#### [Request]
The entries below should be transcribed in their entirety, exactly as written.

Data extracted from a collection
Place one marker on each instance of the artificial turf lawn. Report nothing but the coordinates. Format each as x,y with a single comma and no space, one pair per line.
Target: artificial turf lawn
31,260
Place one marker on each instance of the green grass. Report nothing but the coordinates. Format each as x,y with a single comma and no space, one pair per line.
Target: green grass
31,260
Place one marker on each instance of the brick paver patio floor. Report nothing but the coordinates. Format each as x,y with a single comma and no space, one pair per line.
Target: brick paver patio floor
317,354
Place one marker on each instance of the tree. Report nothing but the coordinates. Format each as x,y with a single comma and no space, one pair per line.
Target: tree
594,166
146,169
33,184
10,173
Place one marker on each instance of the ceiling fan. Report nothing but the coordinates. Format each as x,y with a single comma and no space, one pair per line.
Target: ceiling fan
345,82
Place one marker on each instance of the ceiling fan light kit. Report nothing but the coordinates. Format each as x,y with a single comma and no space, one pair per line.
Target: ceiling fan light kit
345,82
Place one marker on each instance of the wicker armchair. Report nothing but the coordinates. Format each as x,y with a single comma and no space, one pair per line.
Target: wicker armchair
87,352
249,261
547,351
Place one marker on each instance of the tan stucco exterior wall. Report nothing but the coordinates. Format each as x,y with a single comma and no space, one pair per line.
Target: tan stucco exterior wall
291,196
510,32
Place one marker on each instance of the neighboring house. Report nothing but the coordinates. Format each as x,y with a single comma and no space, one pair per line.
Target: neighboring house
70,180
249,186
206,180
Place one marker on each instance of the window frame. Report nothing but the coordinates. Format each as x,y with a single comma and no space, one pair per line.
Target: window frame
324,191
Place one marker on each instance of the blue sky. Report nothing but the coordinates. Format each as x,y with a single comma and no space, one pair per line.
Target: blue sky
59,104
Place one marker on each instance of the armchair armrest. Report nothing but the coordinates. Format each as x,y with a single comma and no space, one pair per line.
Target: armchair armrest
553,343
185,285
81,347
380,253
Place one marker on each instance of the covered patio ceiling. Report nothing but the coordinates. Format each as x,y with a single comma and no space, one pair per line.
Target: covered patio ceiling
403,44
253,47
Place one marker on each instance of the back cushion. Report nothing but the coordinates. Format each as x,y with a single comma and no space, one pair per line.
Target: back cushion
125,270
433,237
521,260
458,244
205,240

#### [Solution to this problem]
Place one marker on each instance of the artificial turf lawn. Report nothing but the coordinates. Format each as x,y with a single comma and no space, one pair per line.
Target: artificial turf lawn
31,260
Place one marker on each instance of the green grass. Report nothing but the coordinates. Format each as x,y with a single comma and no space, one pair per line.
Target: green grass
31,260
Place one marker on each instance of the brick paver patio floor. Report nothing but the coordinates. Format each as x,y with a single comma and no space, one pair per line.
Target: brick paver patio floor
317,354
Place one marker on each instance of the tree. Report nothing but the coordinates. Format each as x,y with a single comma and no space, one pair per line.
Target: tree
594,166
146,169
33,184
10,173
Place one marker on each instance of the ceiling fan. Report nothing but the coordinates. Format each as x,y with a single comma and no space, one pair per line.
Target: ceiling fan
345,82
Place one marker on each instance of the ceiling fan light kit. Report nothing but the coordinates. Format each as x,y with a single comma and no space, one pair per line.
Target: ceiling fan light kit
345,82
Place one marker on each instance of the wicker armchair. Report nothing but the coordinates. Format each as x,y with a single comma and no space, one pair per line.
Target: wicker armchair
87,352
249,261
547,351
Place one marker on each instance of the tan stucco exterior wall. Report nothing but the coordinates. Format each as x,y with a single comma and no space, one pair per line.
Target: tan stucco exterior wall
291,196
510,32
Place one marker on each instance of the neighboring house. Report nothing but the coordinates. Format each as x,y with a single comma and no space, one pair per line.
Target: neighboring house
70,180
249,186
206,180
Place one marker on each instance of the window frame. Report nothing but the coordinates. Format each as x,y with a single comma and no space, one pair per line.
Target: window frame
324,191
Place one marker on each instance of the blue sky. Report nothing but the coordinates. Format each as x,y with a single comma and no space, one pair per line.
Target: blue sky
59,104
Place one marker on each instance of the armchair armrest. Report nothing but the coordinates. Format each as x,y with a single comma and no space, one pair per line.
Target: armchair armrest
553,343
185,285
81,347
380,253
Place one marker on each instance of the covered patio ceiling. Report nothing but the coordinates. Format each as x,y with a single comma and no space, one pair per line.
Target: covered patio ceiling
403,44
253,47
Place one marker on each instance of the back cushion. Report nothing but the coordinates. Format each as x,y with a single comma and no space, one pair per line.
Target: back cushion
125,270
433,237
521,260
458,244
205,240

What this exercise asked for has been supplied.